- [Your task]:
Repeat exactly the lines below, from the line containing "Expected: for the tree trunk" through the last line, both included. Leave out any pictures.
^^^^
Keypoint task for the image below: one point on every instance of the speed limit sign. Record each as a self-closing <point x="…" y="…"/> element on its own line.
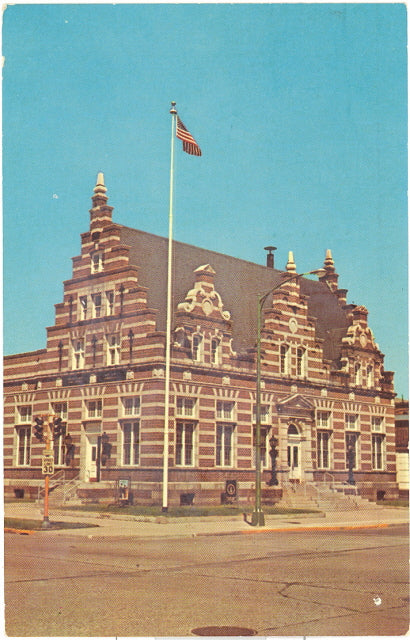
<point x="47" y="463"/>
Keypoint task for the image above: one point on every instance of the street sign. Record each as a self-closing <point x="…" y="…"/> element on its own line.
<point x="47" y="463"/>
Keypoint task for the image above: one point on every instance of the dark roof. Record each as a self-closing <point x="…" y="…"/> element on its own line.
<point x="237" y="281"/>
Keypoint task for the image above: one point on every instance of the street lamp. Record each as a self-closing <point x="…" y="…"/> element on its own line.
<point x="258" y="518"/>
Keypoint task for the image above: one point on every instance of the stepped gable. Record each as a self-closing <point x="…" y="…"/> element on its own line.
<point x="237" y="281"/>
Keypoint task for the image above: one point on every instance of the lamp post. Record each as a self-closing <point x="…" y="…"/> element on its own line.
<point x="258" y="518"/>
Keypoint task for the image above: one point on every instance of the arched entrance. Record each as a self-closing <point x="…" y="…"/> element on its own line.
<point x="294" y="453"/>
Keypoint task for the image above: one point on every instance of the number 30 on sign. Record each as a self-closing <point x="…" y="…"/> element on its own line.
<point x="48" y="465"/>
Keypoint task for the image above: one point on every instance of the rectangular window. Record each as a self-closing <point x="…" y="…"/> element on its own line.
<point x="378" y="451"/>
<point x="323" y="419"/>
<point x="94" y="408"/>
<point x="23" y="435"/>
<point x="24" y="413"/>
<point x="215" y="351"/>
<point x="83" y="307"/>
<point x="197" y="348"/>
<point x="225" y="410"/>
<point x="109" y="296"/>
<point x="378" y="424"/>
<point x="60" y="410"/>
<point x="351" y="421"/>
<point x="352" y="441"/>
<point x="113" y="350"/>
<point x="264" y="448"/>
<point x="224" y="445"/>
<point x="186" y="407"/>
<point x="184" y="445"/>
<point x="130" y="443"/>
<point x="323" y="449"/>
<point x="97" y="262"/>
<point x="131" y="406"/>
<point x="96" y="298"/>
<point x="78" y="354"/>
<point x="301" y="361"/>
<point x="264" y="414"/>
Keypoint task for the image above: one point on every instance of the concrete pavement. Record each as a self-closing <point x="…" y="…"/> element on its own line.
<point x="119" y="525"/>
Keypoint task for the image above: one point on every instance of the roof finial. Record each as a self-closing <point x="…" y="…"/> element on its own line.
<point x="100" y="185"/>
<point x="291" y="266"/>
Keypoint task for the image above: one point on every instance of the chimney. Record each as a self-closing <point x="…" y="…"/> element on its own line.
<point x="270" y="258"/>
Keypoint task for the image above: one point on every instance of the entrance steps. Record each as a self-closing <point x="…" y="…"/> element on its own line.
<point x="325" y="497"/>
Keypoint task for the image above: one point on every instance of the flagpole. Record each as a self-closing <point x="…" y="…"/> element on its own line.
<point x="173" y="112"/>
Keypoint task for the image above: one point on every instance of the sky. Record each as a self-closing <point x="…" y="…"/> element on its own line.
<point x="301" y="114"/>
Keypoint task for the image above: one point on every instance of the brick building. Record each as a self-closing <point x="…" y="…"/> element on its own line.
<point x="323" y="382"/>
<point x="402" y="446"/>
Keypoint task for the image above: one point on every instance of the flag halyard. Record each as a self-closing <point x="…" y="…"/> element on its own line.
<point x="189" y="144"/>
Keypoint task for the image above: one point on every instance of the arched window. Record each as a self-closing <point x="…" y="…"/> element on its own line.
<point x="370" y="376"/>
<point x="301" y="361"/>
<point x="197" y="347"/>
<point x="357" y="371"/>
<point x="215" y="351"/>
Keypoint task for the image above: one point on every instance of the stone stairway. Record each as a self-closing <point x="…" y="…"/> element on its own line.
<point x="335" y="497"/>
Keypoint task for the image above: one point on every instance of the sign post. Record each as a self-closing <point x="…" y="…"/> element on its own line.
<point x="47" y="467"/>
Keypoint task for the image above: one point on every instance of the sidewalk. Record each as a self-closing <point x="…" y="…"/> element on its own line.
<point x="118" y="525"/>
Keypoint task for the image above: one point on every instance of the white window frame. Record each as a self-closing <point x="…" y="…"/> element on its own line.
<point x="78" y="360"/>
<point x="97" y="262"/>
<point x="97" y="305"/>
<point x="378" y="452"/>
<point x="357" y="373"/>
<point x="323" y="448"/>
<point x="131" y="406"/>
<point x="109" y="302"/>
<point x="301" y="362"/>
<point x="378" y="424"/>
<point x="265" y="413"/>
<point x="23" y="446"/>
<point x="83" y="304"/>
<point x="225" y="444"/>
<point x="265" y="432"/>
<point x="284" y="359"/>
<point x="370" y="376"/>
<point x="225" y="410"/>
<point x="94" y="409"/>
<point x="215" y="351"/>
<point x="130" y="449"/>
<point x="25" y="414"/>
<point x="352" y="437"/>
<point x="113" y="349"/>
<point x="60" y="409"/>
<point x="351" y="422"/>
<point x="197" y="347"/>
<point x="185" y="443"/>
<point x="323" y="419"/>
<point x="186" y="407"/>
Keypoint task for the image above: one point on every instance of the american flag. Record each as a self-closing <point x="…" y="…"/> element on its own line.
<point x="189" y="145"/>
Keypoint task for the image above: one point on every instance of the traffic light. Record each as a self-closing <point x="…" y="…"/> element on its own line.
<point x="58" y="428"/>
<point x="38" y="429"/>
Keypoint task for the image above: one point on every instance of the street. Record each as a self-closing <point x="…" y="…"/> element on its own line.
<point x="274" y="584"/>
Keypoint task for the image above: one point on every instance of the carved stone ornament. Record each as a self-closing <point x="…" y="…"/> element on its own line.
<point x="203" y="296"/>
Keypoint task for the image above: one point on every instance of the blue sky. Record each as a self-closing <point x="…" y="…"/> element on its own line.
<point x="300" y="111"/>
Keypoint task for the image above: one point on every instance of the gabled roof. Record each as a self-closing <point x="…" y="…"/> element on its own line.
<point x="237" y="281"/>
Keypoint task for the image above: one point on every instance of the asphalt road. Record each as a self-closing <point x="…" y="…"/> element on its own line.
<point x="276" y="584"/>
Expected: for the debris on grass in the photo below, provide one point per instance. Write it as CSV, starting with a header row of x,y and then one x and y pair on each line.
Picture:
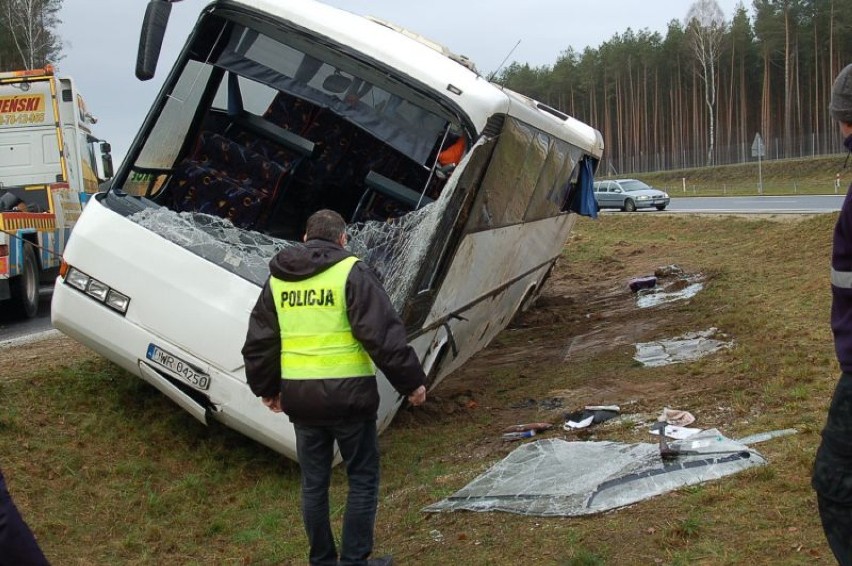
x,y
553,477
685,348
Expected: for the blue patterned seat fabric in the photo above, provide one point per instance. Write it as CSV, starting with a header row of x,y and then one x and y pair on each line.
x,y
260,185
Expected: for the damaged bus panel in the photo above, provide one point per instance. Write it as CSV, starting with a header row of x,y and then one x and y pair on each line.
x,y
460,195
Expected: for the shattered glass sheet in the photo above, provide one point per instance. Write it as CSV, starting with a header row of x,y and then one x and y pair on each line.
x,y
659,296
394,248
553,477
686,348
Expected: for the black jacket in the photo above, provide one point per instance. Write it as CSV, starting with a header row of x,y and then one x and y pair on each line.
x,y
374,323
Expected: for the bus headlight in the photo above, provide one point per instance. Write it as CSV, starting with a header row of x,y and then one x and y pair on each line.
x,y
77,279
117,301
98,290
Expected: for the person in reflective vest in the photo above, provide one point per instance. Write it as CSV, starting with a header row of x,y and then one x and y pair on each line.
x,y
321,327
832,473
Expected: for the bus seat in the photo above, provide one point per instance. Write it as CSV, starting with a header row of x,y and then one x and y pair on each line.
x,y
226,179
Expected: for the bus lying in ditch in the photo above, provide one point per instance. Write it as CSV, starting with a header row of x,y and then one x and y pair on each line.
x,y
460,194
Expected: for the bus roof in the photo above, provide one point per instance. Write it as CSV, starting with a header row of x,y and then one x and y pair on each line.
x,y
427,63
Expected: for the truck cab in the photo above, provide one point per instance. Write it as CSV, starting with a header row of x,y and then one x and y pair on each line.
x,y
50,163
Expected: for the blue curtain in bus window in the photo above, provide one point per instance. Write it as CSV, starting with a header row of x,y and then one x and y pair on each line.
x,y
584,202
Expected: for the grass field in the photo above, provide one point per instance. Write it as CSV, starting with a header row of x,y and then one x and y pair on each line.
x,y
108,471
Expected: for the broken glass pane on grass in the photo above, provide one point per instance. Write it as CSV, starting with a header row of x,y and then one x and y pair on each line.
x,y
686,348
552,477
681,290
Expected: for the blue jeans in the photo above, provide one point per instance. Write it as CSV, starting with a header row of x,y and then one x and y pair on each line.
x,y
359,446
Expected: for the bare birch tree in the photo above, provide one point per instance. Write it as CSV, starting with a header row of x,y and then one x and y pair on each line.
x,y
705,24
31,25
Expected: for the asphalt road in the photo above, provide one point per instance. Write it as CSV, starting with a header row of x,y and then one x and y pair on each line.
x,y
13,329
789,204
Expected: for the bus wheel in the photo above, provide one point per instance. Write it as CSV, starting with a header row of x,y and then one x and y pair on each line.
x,y
24,287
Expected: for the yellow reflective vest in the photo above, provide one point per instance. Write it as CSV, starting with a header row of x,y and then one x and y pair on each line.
x,y
316,338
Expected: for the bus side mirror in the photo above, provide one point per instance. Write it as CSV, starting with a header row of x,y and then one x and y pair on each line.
x,y
106,160
151,38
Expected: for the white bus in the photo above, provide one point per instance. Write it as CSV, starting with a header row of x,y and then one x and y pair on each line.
x,y
272,111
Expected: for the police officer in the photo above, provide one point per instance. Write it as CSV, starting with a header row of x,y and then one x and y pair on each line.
x,y
321,326
832,474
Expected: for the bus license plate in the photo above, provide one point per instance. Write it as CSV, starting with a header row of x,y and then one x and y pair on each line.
x,y
178,367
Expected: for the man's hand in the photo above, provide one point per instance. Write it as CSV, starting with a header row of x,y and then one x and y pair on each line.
x,y
274,403
418,397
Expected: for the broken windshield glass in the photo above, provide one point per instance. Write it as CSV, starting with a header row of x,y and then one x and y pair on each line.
x,y
393,248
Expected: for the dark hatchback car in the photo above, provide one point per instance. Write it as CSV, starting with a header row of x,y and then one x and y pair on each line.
x,y
629,194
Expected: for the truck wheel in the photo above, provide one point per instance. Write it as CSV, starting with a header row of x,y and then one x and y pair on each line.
x,y
24,287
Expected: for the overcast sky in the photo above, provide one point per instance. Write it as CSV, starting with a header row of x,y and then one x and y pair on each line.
x,y
101,39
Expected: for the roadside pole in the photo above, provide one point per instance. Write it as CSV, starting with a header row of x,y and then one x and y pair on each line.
x,y
758,150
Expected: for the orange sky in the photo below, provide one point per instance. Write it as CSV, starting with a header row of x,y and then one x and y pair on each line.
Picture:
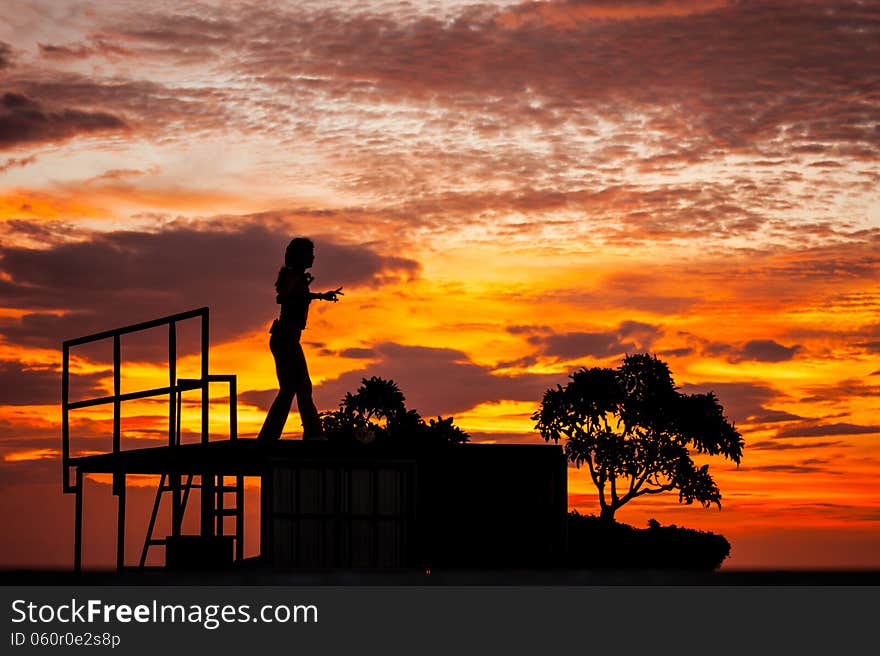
x,y
506,191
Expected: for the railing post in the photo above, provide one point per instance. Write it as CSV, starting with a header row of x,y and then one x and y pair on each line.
x,y
233,409
117,390
205,390
208,496
77,523
65,420
120,521
172,382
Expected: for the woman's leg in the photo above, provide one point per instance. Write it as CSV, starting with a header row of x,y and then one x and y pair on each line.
x,y
303,383
284,356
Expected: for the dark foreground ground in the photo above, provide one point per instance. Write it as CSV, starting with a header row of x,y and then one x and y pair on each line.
x,y
558,577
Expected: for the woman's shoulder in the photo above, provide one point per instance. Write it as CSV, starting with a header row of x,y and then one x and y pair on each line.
x,y
292,280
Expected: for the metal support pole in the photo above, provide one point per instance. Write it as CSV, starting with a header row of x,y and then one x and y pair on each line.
x,y
239,518
77,524
117,386
120,521
172,381
233,409
65,421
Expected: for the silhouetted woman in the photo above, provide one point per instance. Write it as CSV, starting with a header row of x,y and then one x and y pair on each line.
x,y
294,296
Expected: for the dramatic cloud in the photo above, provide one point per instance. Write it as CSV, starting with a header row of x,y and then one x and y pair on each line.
x,y
434,380
5,55
630,336
23,120
822,430
769,445
22,384
116,278
767,350
745,402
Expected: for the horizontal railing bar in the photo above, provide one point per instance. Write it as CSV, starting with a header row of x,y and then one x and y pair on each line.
x,y
122,397
136,327
183,385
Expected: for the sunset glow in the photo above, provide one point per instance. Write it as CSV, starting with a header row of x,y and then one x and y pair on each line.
x,y
506,191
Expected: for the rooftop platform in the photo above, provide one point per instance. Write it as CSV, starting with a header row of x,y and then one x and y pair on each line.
x,y
248,457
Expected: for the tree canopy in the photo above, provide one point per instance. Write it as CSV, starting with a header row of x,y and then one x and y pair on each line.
x,y
376,412
635,432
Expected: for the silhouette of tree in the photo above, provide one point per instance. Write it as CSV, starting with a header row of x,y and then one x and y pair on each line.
x,y
376,412
635,431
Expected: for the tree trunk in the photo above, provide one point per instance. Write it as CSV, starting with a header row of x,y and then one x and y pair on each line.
x,y
607,513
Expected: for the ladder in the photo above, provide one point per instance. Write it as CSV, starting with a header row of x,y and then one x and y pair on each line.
x,y
214,484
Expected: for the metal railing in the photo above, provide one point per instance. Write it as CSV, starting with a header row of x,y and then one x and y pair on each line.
x,y
173,388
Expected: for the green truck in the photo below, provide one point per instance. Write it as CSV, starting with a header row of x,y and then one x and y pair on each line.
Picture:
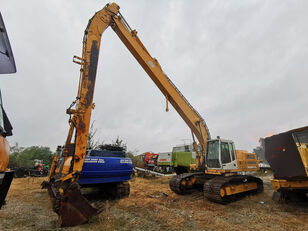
x,y
182,157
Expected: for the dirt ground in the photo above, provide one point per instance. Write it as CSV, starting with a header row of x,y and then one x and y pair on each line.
x,y
152,206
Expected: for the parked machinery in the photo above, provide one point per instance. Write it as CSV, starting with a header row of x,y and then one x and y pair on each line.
x,y
7,66
149,160
164,162
109,169
287,154
216,170
183,156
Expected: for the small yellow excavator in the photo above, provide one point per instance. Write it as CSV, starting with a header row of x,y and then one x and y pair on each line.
x,y
217,161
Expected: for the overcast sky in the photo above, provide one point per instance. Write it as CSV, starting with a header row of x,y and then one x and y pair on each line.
x,y
242,64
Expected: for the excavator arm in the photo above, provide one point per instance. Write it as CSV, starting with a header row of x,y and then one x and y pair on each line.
x,y
72,208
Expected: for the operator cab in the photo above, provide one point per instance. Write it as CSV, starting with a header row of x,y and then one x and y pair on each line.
x,y
221,154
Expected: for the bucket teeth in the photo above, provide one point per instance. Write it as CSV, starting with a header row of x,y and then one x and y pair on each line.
x,y
71,206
^^^^
- [Exercise result]:
Expected: for the tree trunk in the photo above, provide one point per instance. Write it as CSV, starting with a header row of x,y and then one x and y pair on each line.
x,y
607,513
Expected: for the ladder in the photo above, provide one point per instance. Write it as CSV, starting with a header row of x,y and then one x and y pair on each line.
x,y
214,484
Expected: for the metal railing in the photo above, provide one point per instance. Write it as CSV, starting with a header row of x,y and then one x and y pair on each line.
x,y
173,388
Expected: for the green truck in the photo below, provide one point per instance. Write it as CSV, starting with a header row of x,y and then one x and y pair on each line.
Picture:
x,y
182,157
Expected: for the dirt ground in the photo above, provide one point per instance. Write it as CSV, starting with a header row of x,y and then one x and y pair on each line.
x,y
152,206
Expected: for the parked machinery in the photo above, provide one point per instance. Write it as CSV, starting with a header row of x,y and then one x and y pair on each line.
x,y
7,66
149,160
164,162
109,169
287,154
216,170
183,156
Expected: for the small yellow excavator in the photo above, provide one point per instance. Write it as CSV, starting with a header row of x,y and then one x and y pair on each line.
x,y
217,161
Expected: for the overcast sky in the photo above, provide one point per instance. Write it as CSV, starting with a header row of x,y and then one x and y pair on each line.
x,y
242,64
Expected: for the excavator arm in the photo above, provide one point per instance. Write it as CSV, starting with a header row of x,y and then one x and y pair on each line.
x,y
72,208
Expected: for the operator cab in the photo above, provide one point per instance. Write it as CSV, starting with a header row of x,y and then one x and y pair on each line.
x,y
221,154
Expected: for the bucket teeth in the photo above, provide one point per instance. Write it as CSV, starting with a header row of x,y and then one x and y pair on each line.
x,y
71,206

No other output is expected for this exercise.